Quoted text –
○ ○ ○ ○
Hi, everyone.
So, when people ask me about my research,
and I tell them I study dreams,
they ask questions like:
"Where do dreams come from?"
and "Why do we dream?"
and "What does it means if I have a dream
where my teeth are falling out?"
Then I have to become an ad hoc
dream interpreter right there,
which is okay,
but one of the prevailing
scientific perspectives on dreams
is the "continuity hypothesis,"
the idea that we dream about things
that we experience while we're awake.
So last night, I had a dream
about basketball.
Guess what I was doing
before I went to sleep?
Watching the NBA playoffs.
Or, as cleverly illustrated
in this cartoon, the guy says,
"I think my dream catcher
needs some sort of filter.
I'm getting a lot of dreams
about hot stock investments,
low-cost air fares, and products promising
to enhance my sexual performance."
(Laughter)
○ ○ ○ ○
Data lines –
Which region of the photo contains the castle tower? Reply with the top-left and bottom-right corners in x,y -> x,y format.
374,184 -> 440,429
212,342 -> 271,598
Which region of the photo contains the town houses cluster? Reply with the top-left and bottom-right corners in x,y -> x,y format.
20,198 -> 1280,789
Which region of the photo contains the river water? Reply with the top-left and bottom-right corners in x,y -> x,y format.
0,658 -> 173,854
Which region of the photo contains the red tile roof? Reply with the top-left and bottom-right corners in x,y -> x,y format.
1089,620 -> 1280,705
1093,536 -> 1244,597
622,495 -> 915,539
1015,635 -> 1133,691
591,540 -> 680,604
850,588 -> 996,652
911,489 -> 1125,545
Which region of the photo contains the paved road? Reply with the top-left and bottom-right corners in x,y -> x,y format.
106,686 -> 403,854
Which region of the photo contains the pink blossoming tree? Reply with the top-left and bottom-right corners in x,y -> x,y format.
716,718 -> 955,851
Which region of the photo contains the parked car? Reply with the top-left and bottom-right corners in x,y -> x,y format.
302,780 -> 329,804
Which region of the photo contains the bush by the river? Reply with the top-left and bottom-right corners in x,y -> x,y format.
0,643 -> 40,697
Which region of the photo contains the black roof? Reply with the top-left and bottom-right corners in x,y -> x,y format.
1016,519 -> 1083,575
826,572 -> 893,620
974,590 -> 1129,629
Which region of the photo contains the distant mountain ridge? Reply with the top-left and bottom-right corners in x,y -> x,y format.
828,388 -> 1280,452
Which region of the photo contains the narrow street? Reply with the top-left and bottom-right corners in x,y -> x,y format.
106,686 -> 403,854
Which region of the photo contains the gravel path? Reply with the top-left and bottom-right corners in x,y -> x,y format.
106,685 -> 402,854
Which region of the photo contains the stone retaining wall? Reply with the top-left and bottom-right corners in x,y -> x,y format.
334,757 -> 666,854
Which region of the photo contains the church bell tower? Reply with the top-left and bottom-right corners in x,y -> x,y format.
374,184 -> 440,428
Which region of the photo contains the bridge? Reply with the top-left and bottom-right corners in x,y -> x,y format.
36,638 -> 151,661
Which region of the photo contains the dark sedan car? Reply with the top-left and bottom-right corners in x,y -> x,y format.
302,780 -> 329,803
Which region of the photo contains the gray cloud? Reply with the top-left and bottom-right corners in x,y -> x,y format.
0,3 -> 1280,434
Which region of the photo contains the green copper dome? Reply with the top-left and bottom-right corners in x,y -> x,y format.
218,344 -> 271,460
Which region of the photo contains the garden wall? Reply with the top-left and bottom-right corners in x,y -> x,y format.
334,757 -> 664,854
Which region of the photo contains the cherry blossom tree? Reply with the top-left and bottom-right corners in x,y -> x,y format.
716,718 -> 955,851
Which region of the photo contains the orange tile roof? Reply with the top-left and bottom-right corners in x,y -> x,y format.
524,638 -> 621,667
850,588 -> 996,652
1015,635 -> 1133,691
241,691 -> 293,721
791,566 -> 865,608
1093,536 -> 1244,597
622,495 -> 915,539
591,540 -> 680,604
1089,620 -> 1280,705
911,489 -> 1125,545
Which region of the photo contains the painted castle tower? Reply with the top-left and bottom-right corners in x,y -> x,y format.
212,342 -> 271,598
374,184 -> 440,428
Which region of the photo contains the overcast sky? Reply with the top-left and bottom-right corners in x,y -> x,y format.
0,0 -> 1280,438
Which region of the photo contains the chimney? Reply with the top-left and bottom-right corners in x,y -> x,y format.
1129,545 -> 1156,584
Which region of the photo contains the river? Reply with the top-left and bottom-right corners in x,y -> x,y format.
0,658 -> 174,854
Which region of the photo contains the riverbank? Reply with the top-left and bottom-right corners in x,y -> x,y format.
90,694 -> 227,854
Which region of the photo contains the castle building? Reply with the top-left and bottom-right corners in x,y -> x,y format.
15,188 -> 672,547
○ ○ ○ ○
Directive 1 – Rewrite the paragraph of the talk on dreams that begins "Hi, everyone." as a short bulleted list that keeps its main facts.
Directive 2 – In the talk on dreams, what is the name of the scientific perspective that says we dream about things we experience while awake?
Directive 3 – Duplicate the part of the talk on dreams between "Then I have" and "went to sleep?", inclusive.

Right answer 1 –
- When the speaker says they study dreams, people ask where dreams come from, why we dream, and what a dream about teeth falling out means.
- The speaker then has to act as an ad hoc dream interpreter.
- One prevailing scientific perspective, the "continuity hypothesis," holds that we dream about things we experience while awake.
- Example: the speaker dreamed about basketball after watching the NBA playoffs before going to sleep.
- A cartoon shows a man saying his dream catcher needs a filter because he keeps dreaming about hot stock investments, low-cost air fares, and products promising to enhance sexual performance.

Right answer 2 – The "continuity hypothesis."

Right answer 3 –
Then I have to become an ad hoc
dream interpreter right there,
which is okay,
but one of the prevailing
scientific perspectives on dreams
is the "continuity hypothesis,"
the idea that we dream about things
that we experience while we're awake.
So last night, I had a dream
about basketball.
Guess what I was doing
before I went to sleep?